---- Provided entries

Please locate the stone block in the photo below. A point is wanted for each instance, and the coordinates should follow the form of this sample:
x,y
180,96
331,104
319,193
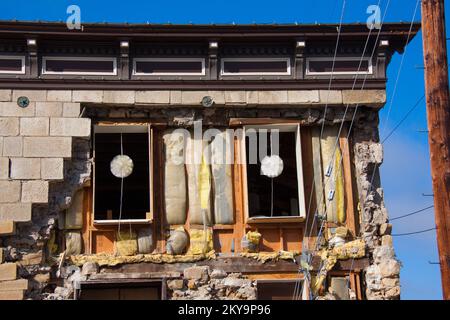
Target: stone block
x,y
385,229
74,214
386,240
153,97
12,146
71,110
273,97
52,168
59,95
176,284
49,109
339,286
33,95
12,295
8,271
34,126
35,191
87,96
389,268
192,97
32,259
11,109
197,273
18,212
218,97
5,95
119,96
9,127
9,191
330,97
4,168
7,228
303,96
23,168
235,97
175,97
47,147
12,285
251,97
70,127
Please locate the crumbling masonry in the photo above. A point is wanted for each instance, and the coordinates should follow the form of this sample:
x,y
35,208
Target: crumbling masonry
x,y
57,243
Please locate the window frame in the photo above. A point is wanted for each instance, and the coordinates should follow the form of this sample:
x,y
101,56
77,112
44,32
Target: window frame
x,y
78,73
283,127
140,74
125,128
337,73
21,58
269,59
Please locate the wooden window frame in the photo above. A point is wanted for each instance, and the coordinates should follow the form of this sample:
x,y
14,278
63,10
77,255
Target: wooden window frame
x,y
202,73
368,59
286,127
286,59
126,128
78,73
21,58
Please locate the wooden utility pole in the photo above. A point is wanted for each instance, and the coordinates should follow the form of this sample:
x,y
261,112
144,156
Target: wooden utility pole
x,y
438,114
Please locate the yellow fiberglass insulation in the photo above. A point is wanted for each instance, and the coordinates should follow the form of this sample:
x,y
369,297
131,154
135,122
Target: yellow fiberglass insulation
x,y
339,194
271,256
200,242
350,250
126,243
104,260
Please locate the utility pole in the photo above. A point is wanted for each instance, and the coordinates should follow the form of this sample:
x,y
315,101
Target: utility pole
x,y
438,115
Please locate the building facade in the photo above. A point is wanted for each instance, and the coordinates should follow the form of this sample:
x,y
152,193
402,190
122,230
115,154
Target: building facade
x,y
185,162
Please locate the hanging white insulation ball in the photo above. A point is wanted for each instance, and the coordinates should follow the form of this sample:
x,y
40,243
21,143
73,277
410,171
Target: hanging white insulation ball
x,y
271,166
121,166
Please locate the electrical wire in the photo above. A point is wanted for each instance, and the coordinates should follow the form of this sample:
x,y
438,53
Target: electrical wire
x,y
412,233
412,213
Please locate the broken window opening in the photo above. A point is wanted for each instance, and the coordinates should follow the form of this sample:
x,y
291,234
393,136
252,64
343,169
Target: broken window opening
x,y
282,195
136,193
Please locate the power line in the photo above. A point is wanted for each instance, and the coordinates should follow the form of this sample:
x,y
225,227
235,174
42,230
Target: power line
x,y
412,213
403,119
411,233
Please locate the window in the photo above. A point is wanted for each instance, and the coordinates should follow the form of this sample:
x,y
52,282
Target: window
x,y
79,66
135,142
256,66
12,64
324,66
168,66
280,197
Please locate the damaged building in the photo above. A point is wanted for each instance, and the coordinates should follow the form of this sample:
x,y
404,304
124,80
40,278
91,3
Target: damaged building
x,y
194,161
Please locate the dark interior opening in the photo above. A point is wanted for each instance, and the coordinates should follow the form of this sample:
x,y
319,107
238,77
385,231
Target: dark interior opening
x,y
136,187
10,65
81,66
276,289
122,291
255,66
169,67
339,66
285,186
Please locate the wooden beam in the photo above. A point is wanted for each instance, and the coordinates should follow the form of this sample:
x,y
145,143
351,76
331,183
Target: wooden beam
x,y
438,112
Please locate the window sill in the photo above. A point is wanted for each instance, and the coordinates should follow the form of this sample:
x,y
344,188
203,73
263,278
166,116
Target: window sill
x,y
124,221
276,220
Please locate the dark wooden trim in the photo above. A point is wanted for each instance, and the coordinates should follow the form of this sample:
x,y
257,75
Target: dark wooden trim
x,y
89,84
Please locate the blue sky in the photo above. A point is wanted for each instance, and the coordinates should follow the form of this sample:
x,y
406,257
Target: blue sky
x,y
406,170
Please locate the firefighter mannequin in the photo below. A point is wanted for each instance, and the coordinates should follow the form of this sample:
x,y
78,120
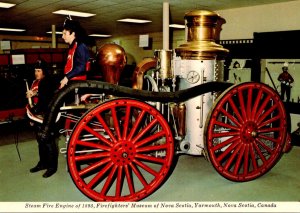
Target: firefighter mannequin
x,y
78,54
41,92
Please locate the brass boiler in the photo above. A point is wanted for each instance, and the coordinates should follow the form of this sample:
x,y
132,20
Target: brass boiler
x,y
198,60
112,59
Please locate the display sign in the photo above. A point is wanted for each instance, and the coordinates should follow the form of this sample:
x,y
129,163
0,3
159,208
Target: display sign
x,y
18,59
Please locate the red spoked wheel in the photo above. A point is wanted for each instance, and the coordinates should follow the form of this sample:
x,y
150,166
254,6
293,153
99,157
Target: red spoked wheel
x,y
121,150
246,131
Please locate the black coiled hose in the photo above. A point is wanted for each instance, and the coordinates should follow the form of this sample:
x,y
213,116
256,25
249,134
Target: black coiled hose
x,y
99,87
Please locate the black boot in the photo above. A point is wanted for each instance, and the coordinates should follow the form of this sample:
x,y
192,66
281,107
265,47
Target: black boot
x,y
52,159
49,172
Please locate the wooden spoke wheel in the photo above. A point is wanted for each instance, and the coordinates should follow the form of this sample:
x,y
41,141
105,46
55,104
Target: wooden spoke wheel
x,y
121,150
246,131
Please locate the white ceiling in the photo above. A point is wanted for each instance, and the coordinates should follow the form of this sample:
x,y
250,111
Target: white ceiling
x,y
36,15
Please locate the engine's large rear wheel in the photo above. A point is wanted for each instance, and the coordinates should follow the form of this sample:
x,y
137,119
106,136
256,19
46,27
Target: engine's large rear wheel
x,y
121,150
246,131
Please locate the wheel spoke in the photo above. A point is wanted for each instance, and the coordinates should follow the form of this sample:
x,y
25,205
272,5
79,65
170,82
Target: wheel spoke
x,y
253,158
95,180
269,122
93,167
116,122
138,174
256,104
265,114
126,122
108,181
268,149
146,168
262,107
119,181
106,128
91,156
239,160
129,159
246,132
232,156
136,124
246,160
228,151
236,111
258,151
249,102
225,143
225,125
144,130
225,134
99,136
129,180
242,104
93,145
231,118
151,158
151,138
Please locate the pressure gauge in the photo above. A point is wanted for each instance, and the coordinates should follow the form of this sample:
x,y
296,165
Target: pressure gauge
x,y
193,77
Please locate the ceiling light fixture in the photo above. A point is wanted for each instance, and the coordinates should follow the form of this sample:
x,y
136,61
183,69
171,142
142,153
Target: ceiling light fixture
x,y
179,26
100,35
12,29
6,5
132,20
73,13
50,32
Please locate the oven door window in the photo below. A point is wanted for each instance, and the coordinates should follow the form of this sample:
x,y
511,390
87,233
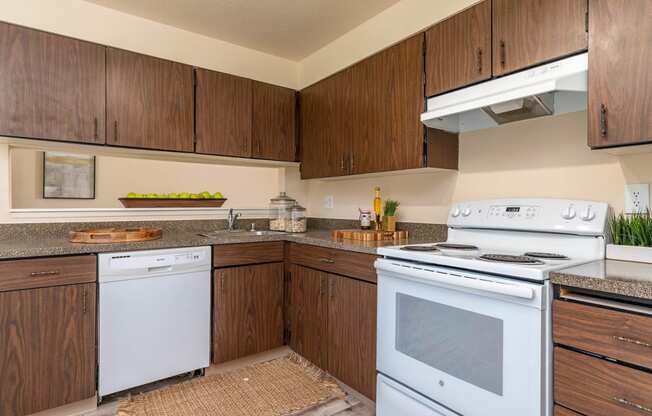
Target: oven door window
x,y
463,344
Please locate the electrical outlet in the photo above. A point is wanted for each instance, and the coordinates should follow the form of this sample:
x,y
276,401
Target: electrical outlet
x,y
637,198
329,201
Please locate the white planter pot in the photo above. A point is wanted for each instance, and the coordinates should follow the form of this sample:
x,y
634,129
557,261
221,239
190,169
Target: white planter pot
x,y
629,253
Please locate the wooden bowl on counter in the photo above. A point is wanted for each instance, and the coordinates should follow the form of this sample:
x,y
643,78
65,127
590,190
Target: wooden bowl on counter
x,y
115,235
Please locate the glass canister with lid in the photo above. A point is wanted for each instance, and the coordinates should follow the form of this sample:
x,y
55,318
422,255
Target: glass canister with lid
x,y
298,222
279,211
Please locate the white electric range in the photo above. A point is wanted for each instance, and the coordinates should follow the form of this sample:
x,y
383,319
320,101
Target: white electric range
x,y
464,326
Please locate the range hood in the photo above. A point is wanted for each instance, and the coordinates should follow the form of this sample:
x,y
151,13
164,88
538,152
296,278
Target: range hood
x,y
554,88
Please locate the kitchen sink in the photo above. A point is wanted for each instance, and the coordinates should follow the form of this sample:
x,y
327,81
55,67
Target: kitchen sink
x,y
220,233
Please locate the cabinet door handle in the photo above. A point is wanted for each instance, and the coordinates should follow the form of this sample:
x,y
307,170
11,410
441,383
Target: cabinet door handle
x,y
479,56
632,404
603,120
633,341
45,273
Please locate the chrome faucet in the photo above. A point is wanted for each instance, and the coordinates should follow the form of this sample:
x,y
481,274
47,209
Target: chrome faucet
x,y
231,218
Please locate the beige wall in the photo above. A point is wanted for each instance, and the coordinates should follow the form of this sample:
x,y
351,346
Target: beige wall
x,y
547,157
245,187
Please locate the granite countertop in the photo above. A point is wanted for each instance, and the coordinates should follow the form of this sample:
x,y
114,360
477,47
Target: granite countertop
x,y
53,246
616,277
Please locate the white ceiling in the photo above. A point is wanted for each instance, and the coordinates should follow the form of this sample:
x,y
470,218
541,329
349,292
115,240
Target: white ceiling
x,y
292,29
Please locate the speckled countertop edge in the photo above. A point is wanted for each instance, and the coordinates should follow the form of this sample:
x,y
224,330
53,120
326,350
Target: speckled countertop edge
x,y
56,246
609,277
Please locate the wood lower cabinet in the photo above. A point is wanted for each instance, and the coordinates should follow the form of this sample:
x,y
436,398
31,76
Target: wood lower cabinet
x,y
308,314
620,80
224,114
529,32
248,310
274,125
149,102
51,87
352,333
332,321
47,348
458,50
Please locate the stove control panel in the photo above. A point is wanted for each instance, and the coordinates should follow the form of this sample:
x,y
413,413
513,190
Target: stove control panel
x,y
544,215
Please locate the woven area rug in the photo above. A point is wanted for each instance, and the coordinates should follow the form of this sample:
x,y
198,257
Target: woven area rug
x,y
284,386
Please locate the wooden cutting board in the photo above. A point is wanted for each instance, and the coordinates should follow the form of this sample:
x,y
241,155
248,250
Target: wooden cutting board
x,y
369,235
115,235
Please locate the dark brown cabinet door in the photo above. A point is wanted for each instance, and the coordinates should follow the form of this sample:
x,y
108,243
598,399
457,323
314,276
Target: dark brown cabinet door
x,y
308,315
529,32
620,80
248,310
47,348
458,50
224,111
325,127
274,122
51,87
387,100
352,333
149,102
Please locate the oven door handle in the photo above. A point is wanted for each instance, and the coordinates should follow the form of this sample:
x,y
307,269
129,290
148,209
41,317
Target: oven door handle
x,y
513,290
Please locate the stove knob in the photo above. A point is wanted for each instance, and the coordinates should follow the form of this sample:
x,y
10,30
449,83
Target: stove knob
x,y
587,214
568,213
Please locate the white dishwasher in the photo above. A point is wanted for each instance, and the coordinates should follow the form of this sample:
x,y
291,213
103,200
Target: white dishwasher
x,y
154,316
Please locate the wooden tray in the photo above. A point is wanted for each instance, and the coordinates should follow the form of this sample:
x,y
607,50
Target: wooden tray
x,y
369,235
115,235
172,203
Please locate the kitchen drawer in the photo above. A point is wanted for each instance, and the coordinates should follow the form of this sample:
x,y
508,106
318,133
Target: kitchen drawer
x,y
347,263
621,335
562,411
47,271
597,387
247,253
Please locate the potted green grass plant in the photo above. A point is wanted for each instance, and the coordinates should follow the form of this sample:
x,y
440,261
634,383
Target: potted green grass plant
x,y
631,237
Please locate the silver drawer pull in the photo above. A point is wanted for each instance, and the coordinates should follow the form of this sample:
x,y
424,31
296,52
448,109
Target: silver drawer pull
x,y
46,273
631,404
633,341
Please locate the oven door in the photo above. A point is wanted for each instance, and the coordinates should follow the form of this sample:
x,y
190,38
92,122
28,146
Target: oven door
x,y
475,343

--------

The answer must be a single number: the count of lines above that contain the word "below".

### Response to this task
3